(Coordinate labeling data)
------------------------------------------------------------------------
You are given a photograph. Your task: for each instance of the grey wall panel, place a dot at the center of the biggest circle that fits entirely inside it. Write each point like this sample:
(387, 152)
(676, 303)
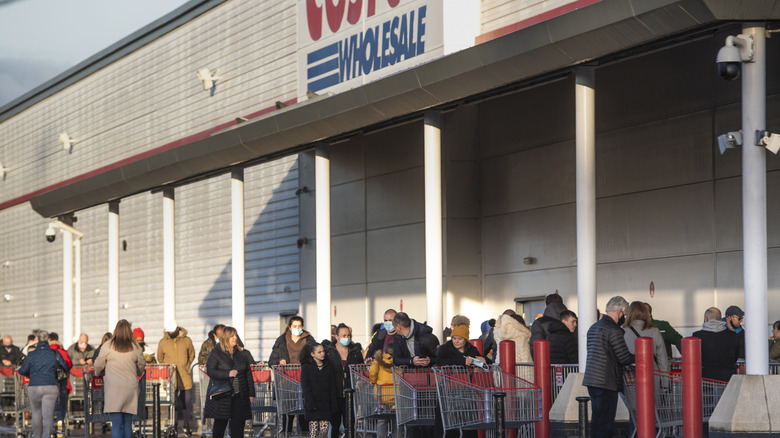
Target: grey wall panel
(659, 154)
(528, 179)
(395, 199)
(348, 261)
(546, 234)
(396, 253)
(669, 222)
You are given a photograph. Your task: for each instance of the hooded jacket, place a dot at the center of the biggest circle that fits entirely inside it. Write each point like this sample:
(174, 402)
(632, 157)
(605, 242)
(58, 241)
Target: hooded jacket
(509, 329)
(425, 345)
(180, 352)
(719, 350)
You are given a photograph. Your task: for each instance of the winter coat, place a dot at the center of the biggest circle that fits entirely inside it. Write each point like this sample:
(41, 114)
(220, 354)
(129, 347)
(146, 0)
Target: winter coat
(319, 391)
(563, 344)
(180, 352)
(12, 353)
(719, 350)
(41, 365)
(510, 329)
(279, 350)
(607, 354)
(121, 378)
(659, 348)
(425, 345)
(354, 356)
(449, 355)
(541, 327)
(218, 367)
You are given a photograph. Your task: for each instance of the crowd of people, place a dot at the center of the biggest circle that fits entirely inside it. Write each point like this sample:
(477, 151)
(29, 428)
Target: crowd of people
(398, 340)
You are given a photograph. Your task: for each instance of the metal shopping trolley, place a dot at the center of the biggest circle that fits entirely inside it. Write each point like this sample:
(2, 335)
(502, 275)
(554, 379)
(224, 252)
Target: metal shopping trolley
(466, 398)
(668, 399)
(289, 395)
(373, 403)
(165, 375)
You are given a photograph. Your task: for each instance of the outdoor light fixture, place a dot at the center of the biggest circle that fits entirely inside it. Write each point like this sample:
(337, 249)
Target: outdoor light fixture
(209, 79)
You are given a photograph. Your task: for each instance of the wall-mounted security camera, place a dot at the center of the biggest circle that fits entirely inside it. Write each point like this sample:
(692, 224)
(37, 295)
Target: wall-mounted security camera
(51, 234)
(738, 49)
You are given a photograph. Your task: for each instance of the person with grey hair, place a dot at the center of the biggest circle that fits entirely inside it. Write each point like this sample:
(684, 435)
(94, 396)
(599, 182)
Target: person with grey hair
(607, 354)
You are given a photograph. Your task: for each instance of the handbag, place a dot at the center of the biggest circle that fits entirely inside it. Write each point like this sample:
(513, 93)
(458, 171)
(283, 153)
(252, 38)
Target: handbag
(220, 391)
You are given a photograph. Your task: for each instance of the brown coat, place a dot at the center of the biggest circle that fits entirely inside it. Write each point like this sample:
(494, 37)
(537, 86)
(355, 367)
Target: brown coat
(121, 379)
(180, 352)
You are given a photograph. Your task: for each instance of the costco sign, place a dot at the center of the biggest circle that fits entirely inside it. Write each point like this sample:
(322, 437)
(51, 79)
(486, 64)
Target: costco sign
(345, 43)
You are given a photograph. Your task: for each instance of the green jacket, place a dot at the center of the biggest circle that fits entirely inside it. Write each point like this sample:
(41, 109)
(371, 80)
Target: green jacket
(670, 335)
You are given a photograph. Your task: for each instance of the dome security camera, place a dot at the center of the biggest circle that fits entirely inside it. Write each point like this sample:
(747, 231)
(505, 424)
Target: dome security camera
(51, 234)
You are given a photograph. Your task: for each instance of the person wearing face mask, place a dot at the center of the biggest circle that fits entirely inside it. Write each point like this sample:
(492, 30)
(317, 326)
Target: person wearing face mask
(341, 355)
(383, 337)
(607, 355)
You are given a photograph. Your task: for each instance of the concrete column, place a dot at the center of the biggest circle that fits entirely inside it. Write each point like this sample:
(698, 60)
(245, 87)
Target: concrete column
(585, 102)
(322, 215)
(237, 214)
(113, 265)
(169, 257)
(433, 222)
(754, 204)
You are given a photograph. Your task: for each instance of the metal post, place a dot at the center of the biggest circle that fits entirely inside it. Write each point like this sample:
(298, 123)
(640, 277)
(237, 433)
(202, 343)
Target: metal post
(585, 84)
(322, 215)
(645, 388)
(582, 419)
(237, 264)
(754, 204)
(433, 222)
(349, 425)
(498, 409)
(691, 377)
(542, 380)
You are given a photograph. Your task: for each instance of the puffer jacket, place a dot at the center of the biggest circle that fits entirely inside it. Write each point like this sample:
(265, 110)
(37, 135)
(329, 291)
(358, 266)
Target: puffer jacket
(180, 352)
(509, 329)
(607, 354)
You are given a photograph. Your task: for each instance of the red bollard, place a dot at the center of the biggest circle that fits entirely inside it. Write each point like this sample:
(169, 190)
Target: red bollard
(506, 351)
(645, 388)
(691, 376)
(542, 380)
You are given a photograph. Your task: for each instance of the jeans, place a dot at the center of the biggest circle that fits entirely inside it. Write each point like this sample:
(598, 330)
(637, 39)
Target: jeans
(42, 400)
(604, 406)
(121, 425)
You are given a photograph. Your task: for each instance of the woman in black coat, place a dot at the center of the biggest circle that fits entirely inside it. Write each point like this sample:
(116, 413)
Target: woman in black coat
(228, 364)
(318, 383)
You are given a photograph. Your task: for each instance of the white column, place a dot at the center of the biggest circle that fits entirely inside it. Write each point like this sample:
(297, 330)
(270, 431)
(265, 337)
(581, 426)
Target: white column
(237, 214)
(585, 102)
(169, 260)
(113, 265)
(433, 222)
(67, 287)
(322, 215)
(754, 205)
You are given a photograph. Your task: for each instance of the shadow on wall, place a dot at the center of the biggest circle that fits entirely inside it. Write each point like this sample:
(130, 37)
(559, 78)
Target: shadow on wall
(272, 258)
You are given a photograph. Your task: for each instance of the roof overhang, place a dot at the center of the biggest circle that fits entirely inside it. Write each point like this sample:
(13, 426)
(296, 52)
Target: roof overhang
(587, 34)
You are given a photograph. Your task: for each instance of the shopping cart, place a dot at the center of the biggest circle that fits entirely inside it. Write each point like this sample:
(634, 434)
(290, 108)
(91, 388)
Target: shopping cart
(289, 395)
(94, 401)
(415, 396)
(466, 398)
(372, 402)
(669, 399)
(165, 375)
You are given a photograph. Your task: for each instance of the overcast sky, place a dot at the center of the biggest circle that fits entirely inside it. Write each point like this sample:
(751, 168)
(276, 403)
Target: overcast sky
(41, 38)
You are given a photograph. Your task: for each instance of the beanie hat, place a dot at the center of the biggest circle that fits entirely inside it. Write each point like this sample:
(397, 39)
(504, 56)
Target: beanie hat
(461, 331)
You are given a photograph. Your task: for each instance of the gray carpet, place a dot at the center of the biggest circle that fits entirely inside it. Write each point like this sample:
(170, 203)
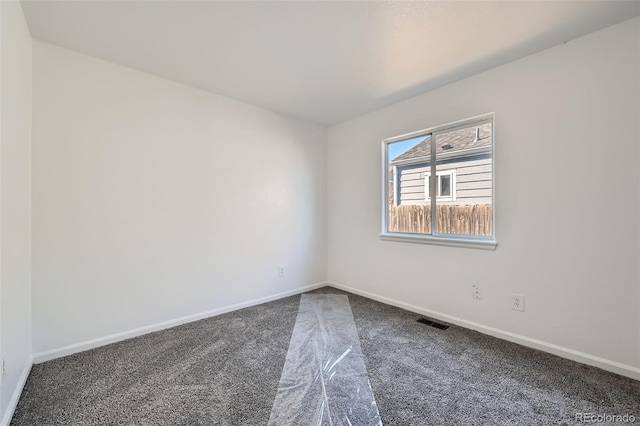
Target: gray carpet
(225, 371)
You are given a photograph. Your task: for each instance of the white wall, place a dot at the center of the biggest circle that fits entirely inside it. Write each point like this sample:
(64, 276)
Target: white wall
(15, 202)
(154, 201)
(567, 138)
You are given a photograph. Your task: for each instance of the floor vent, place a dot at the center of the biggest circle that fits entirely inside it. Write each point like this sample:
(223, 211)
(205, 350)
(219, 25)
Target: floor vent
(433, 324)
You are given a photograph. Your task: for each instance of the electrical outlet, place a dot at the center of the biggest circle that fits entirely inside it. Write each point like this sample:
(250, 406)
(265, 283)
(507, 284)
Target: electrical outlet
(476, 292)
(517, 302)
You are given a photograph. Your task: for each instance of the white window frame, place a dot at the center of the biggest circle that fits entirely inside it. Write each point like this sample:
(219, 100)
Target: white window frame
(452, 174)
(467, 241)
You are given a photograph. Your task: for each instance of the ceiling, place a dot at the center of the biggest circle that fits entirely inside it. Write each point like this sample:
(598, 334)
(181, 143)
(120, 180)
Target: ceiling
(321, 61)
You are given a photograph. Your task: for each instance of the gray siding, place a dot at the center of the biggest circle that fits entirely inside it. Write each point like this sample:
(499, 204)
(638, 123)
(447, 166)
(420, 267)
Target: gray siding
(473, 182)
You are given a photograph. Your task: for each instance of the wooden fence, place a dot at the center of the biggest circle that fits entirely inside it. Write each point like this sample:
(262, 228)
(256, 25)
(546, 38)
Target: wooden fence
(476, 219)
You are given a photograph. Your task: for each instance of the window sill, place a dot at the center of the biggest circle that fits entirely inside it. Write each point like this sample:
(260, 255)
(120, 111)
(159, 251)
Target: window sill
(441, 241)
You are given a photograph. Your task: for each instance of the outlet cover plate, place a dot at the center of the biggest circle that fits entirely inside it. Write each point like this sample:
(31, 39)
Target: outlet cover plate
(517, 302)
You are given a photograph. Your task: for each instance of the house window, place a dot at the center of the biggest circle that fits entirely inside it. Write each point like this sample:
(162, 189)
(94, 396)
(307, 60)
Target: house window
------------------------------------------------------------------------
> **Your task**
Copy, character for character, the lines from the line that holds "gray siding, place" through the final line of the records above.

> **Answer below**
You are given a photograph. Your task: for each instance of the gray siding, place a dot at the center of the biggest circle that fits entirely inside it. Write each point like this sample:
(499, 204)
(638, 123)
(447, 166)
(420, 267)
Target: gray siding
(473, 182)
You are given a photograph. Your task: for each instance of the wooden fence, place a dot at the center of the biggest circle that fits entirely inside it. Write each point like this sample:
(262, 228)
(256, 25)
(546, 38)
Target: wooden fence
(476, 219)
You are given a photograph. Your task: for each instance of the window sill, place a dot at the center of the biggest circle that fits entirely inside it. Write each point like this sample:
(260, 255)
(120, 111)
(159, 251)
Target: window sill
(441, 241)
You are given a photograph. Your task: for each instance of the outlet cover plate, place a dot at the center of the biggest circle that fits entirely inside it. Write each point like this sample:
(31, 39)
Target: outlet cover plate
(517, 302)
You are given a photograph. Your task: for each instance of the house window, place a dot at the center of the biggest circle that fits entirely inside it. Write each point like this sample:
(162, 189)
(94, 396)
(307, 60)
Target: house window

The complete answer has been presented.